• _DATASET EXCERPTS_:
★ ★ ★ ★ ★ ★ ★

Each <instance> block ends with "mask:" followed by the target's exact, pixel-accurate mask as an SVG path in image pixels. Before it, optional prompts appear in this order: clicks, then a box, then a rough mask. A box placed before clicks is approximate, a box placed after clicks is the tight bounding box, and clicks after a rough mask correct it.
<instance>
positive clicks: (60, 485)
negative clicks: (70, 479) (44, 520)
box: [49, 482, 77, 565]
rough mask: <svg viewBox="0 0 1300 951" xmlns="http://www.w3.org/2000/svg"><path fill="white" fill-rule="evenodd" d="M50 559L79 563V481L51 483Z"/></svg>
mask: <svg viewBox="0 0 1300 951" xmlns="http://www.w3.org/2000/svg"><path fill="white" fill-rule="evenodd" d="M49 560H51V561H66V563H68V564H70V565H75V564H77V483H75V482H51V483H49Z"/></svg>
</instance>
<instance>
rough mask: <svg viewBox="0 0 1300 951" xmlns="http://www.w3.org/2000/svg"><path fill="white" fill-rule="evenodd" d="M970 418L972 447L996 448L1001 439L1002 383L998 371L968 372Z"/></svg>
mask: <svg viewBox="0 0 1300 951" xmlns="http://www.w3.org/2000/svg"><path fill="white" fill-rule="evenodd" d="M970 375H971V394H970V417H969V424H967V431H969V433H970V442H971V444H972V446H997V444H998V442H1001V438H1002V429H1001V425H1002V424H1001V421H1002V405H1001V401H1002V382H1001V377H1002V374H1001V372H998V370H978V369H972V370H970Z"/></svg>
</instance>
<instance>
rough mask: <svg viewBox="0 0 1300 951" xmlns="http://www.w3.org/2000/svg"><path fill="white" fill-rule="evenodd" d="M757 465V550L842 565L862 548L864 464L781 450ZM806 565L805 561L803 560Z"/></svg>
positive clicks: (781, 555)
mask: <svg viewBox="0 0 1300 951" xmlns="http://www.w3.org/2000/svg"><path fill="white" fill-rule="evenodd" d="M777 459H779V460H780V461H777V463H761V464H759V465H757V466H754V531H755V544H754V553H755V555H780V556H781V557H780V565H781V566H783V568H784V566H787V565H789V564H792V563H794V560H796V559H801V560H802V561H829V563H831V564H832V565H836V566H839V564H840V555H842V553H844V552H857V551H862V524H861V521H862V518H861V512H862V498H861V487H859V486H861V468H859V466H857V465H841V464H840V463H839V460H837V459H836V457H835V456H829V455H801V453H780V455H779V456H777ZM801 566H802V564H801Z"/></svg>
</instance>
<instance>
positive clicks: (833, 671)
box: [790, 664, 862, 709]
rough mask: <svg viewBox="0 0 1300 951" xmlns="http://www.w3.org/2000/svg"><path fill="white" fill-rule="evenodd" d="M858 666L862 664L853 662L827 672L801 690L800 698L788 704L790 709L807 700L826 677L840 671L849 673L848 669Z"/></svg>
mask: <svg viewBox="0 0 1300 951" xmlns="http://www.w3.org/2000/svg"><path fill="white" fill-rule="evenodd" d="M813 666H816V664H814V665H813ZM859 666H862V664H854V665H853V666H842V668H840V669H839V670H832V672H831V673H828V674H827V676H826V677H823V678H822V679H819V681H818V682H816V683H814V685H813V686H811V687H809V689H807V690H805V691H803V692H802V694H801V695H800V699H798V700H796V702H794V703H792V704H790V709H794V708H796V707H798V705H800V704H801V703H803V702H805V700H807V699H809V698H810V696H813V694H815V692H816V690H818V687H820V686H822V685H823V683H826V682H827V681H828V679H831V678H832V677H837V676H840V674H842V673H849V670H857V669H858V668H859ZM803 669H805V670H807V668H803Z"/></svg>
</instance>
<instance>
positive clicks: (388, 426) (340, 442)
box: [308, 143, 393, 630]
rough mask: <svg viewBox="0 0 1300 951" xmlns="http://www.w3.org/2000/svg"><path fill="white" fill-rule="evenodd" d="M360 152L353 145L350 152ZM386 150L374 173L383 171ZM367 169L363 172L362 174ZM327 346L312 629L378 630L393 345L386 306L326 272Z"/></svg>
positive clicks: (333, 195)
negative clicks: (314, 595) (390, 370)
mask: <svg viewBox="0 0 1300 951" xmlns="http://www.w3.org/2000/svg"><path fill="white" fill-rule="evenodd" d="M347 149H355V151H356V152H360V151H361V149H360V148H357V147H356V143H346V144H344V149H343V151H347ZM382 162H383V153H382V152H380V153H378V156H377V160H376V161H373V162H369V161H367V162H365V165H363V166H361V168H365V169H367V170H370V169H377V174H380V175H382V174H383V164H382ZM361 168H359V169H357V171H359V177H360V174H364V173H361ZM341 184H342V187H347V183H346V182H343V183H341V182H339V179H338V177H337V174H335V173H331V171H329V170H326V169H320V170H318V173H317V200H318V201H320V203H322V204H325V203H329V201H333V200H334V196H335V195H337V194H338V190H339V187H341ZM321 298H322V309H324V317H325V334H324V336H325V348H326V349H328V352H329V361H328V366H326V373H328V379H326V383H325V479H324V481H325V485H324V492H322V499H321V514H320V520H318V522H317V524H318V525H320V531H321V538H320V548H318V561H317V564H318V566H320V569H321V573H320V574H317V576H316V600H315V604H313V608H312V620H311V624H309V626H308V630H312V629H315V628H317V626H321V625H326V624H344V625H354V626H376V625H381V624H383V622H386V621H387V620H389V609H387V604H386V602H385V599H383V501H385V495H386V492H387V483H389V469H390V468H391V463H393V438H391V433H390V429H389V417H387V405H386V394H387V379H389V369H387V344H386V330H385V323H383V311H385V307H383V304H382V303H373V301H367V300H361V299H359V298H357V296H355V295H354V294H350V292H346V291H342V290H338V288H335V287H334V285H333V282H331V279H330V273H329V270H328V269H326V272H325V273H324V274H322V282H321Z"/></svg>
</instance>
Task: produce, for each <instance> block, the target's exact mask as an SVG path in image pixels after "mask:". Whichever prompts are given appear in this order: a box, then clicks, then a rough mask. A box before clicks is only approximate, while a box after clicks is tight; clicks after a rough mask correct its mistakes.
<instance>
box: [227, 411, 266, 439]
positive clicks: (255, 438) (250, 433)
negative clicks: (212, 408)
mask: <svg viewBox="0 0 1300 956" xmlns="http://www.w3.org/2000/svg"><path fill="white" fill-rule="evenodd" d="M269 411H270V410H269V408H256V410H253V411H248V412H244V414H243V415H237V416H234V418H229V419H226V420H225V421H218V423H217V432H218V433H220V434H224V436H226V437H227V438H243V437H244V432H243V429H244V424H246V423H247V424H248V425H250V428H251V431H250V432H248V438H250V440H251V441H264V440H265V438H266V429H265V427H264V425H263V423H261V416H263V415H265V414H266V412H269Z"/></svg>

★ ★ ★ ★ ★ ★ ★

• _TASK DESCRIPTION_: Repeat the entries verbatim through the line with "465V550L842 565L862 548L864".

• _YOUR SOLUTION_:
Each <instance> block ends with "mask:" followed by the target's exact, pixel-accurate mask as an SVG path in image pixels. Before it, optional prompts appear in this order: clicks, then a box, then a rough mask. A box placed before clicks is approximate, a box placed after clicks is the tight bounding box, and clicks after a rough mask correct it.
<instance>
positive clicks: (60, 485)
negative clicks: (70, 479) (44, 520)
box: [49, 482, 77, 565]
rough mask: <svg viewBox="0 0 1300 951" xmlns="http://www.w3.org/2000/svg"><path fill="white" fill-rule="evenodd" d="M50 559L79 563V481L51 483Z"/></svg>
mask: <svg viewBox="0 0 1300 951" xmlns="http://www.w3.org/2000/svg"><path fill="white" fill-rule="evenodd" d="M49 560H51V561H66V563H68V564H70V565H75V564H77V483H75V482H51V483H49Z"/></svg>
</instance>
<instance>
rough mask: <svg viewBox="0 0 1300 951" xmlns="http://www.w3.org/2000/svg"><path fill="white" fill-rule="evenodd" d="M970 418L972 447L996 448L1001 439L1002 383L998 371L968 372Z"/></svg>
mask: <svg viewBox="0 0 1300 951" xmlns="http://www.w3.org/2000/svg"><path fill="white" fill-rule="evenodd" d="M970 375H971V394H970V417H969V424H967V431H969V433H970V442H971V444H972V446H997V444H998V442H1001V438H1002V429H1001V425H1002V424H1001V421H1002V405H1001V401H1002V382H1001V377H1002V374H1001V372H998V370H978V369H972V370H970Z"/></svg>
</instance>
<instance>
rough mask: <svg viewBox="0 0 1300 951" xmlns="http://www.w3.org/2000/svg"><path fill="white" fill-rule="evenodd" d="M757 465V550L842 565L862 548L864 464L781 450ZM806 565L805 561L803 560Z"/></svg>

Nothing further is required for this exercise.